> **WHAT IS BEING ASKED**
Carry on the account of the 1861 United States Senate election in Wisconsin from the point where it stops.

> **DOCUMENT EXTRACT**
⟨

The 1861 United States Senate election in Wisconsin was held in the 14th Wisconsin Legislature on January 23, 1861. Incumbent Republican U.S. senator Charles Durkee did not run for re-election. Former Wisconsin circuit court judge Timothy O. Howe was elected United States senator on the first ballot.

At the start of the 1861 term, Republicans held large majorities in both chambers of the Wisconsin Legislature, so had more than enough votes to elect a Republican United States senator. The main drama of the election was in the Republican legislative caucuses as they parsed through Republican candidates and selected the former judge, Timothy Howe, as their nominee. Howe had previously sought the party's nomination for U.S. Senate in the 1857 election, but lost out to James Rood Doolittle.

⟩

> **SUPPLIED INFORMATION**
⟨

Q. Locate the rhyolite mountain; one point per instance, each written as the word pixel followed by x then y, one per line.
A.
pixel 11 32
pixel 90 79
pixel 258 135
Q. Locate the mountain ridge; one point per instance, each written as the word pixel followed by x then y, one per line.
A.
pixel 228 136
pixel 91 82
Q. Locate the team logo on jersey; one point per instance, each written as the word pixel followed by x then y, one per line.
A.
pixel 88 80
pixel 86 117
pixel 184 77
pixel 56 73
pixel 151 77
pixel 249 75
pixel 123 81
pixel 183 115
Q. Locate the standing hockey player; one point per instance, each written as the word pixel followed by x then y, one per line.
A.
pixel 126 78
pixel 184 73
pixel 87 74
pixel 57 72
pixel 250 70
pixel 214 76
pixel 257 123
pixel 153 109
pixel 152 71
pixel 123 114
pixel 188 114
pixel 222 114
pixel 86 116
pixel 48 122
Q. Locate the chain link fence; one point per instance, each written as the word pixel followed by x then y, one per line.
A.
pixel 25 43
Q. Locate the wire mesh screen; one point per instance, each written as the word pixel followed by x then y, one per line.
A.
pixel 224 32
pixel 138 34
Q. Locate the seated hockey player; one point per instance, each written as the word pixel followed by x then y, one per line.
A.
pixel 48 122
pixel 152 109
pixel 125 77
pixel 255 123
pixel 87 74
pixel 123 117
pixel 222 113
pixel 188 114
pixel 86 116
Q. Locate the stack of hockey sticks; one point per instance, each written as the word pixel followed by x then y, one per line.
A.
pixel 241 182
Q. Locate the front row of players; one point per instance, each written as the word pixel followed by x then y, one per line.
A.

⟩
⟨

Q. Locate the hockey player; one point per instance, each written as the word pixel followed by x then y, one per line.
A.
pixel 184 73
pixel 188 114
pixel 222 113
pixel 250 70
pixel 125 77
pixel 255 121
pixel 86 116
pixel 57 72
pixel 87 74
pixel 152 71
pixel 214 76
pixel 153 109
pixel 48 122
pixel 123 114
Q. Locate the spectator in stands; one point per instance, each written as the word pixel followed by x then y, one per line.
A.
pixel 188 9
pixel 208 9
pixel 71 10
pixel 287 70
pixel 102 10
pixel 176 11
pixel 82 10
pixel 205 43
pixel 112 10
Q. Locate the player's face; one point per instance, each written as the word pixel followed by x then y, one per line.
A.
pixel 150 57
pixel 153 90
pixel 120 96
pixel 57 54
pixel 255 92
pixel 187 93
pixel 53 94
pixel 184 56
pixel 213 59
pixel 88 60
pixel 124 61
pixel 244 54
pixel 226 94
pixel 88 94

⟩

> **ANSWER TO THIS TASK**
==Major candidates==
===Democratic===
- Henry L. Palmer, former state representative from Milwaukee

===Republican===
- Timothy O. Howe, former Wisconsin circuit court judge from Green Bay
- Alexander Randall, incumbent governor of Wisconsin
- Cadwallader C. Washburn, outgoing U.S. representative from Wisconsin's 2nd congressional district

==Results==
===Republican nomination===
Eighty-nine of the 92 Republican state senators and representatives met in a joint caucus on January 18, 1861, with three candidates seeking the nomination. Support for the three candidates was fairly even and unchanging over the first five ballots taken, with Washburn consistently leading in the mid-30s, but remaining stranded roughly 10 votes short of a majority. The caucus took a break but reconvened later that evening, Howe's total gradually crept up to the high 20s as Randall faded to the low 20s.

The caucus then adjourned for the weekend and reconvened on the morning of Wednesday, January 23, 1861. On the ninth ballot, Randall's supporters went over to Howe and secured his nomination, by a vote of 52 to 36, with 3 abstentions.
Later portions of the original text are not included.